- WORK TO COMPLETE -
Your task is to repeat the records exactly from the line containing "Target: man's hair" onward, through the final line.

- DATA EXTRACT -
▼

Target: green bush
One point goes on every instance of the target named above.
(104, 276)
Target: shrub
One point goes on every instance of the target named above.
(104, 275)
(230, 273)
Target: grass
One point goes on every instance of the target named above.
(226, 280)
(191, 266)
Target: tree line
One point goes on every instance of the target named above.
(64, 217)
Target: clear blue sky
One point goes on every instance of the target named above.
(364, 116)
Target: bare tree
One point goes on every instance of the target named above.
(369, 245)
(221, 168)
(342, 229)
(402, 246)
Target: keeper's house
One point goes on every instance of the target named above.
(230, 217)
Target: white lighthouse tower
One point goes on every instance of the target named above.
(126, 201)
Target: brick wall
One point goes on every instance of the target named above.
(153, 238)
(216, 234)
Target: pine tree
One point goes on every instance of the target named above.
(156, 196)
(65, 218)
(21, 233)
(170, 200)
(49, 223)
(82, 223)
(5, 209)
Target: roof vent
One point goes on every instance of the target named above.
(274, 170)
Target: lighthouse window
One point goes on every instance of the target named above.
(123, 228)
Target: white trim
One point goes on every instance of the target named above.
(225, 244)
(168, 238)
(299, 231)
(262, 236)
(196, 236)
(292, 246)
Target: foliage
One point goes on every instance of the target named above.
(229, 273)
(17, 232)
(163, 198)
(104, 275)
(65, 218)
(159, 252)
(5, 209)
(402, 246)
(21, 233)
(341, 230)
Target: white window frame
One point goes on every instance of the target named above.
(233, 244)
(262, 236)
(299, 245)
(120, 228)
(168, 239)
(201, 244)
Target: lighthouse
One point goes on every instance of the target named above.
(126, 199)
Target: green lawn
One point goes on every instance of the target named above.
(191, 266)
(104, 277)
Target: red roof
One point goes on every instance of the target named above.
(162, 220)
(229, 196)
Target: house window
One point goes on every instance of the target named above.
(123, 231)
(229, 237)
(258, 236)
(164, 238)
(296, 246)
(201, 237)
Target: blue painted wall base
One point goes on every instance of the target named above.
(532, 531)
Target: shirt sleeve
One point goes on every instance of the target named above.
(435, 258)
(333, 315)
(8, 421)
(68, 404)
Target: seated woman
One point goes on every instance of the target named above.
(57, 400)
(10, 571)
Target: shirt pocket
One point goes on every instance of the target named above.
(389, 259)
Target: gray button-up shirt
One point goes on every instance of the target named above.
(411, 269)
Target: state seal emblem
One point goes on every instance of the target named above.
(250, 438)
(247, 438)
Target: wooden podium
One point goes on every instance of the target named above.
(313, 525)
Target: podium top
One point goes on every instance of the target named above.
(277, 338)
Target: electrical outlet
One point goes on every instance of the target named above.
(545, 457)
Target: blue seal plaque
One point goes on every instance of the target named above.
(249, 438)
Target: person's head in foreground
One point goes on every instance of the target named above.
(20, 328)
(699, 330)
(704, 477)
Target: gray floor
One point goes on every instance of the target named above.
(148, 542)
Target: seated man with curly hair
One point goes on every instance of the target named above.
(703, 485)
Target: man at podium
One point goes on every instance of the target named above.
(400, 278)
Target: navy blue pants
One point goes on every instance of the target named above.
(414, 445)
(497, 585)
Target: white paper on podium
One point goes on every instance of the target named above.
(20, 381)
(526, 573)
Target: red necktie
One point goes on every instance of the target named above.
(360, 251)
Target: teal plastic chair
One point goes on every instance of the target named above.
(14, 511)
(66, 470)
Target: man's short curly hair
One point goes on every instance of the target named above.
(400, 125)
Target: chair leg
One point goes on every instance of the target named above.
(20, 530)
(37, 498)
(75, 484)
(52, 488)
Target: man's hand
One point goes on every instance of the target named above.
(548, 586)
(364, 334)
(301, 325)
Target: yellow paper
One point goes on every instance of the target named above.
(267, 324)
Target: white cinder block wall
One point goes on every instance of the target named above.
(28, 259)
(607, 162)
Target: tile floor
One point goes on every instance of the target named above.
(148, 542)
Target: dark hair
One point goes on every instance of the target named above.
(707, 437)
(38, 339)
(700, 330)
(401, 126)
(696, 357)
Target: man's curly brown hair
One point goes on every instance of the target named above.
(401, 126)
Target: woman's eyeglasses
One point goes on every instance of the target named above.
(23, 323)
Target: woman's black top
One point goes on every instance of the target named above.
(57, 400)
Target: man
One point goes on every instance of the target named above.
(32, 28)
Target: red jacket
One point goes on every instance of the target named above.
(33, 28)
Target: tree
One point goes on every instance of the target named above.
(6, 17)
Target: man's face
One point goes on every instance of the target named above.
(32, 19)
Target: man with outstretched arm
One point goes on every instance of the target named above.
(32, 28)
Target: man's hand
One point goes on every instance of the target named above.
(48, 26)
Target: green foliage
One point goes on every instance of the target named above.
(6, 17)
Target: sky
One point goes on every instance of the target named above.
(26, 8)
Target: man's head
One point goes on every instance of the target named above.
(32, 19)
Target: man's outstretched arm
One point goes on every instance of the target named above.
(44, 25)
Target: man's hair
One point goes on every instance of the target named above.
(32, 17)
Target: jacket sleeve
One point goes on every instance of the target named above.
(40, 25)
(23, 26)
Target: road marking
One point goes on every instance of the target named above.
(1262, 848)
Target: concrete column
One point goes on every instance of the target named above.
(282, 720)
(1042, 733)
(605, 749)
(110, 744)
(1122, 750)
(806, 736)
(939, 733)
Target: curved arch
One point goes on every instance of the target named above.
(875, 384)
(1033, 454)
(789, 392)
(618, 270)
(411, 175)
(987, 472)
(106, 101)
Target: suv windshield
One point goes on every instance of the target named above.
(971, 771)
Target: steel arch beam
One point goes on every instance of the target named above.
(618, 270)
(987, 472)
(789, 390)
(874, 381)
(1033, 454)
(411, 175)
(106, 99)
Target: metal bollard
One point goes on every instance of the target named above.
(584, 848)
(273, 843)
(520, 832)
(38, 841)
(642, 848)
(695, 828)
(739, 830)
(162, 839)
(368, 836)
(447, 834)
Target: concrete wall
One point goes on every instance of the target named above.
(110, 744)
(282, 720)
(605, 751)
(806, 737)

▲

- SOLUTION BELOW -
Target: man's hair
One point goes on every instance of the target named above.
(32, 17)
Target: jacket sleeve
One point goes on every instance of the target named above.
(40, 25)
(23, 26)
Target: road marking
One point goes on every instance of the target named above.
(1262, 848)
Target: concrete column
One point goes on every instance of the target named above.
(282, 720)
(1042, 733)
(605, 749)
(110, 744)
(1122, 750)
(806, 736)
(939, 733)
Target: curved arch
One point goes on every instance of the target named above.
(875, 384)
(1033, 454)
(789, 392)
(618, 270)
(411, 175)
(987, 472)
(106, 101)
Target: suv windshield
One point goes on every instance of the target named above.
(971, 771)
Target: steel arch beam
One point goes on every instance of the target named above.
(618, 270)
(987, 472)
(789, 390)
(874, 381)
(1033, 454)
(411, 175)
(106, 99)
Target: metal bollard
One point goes on every instance of the target named above.
(584, 848)
(273, 843)
(520, 832)
(38, 841)
(642, 848)
(695, 828)
(739, 830)
(162, 839)
(368, 836)
(447, 834)
Target: concrete wall
One point goes on every instance of the target named above.
(110, 744)
(282, 720)
(605, 751)
(806, 737)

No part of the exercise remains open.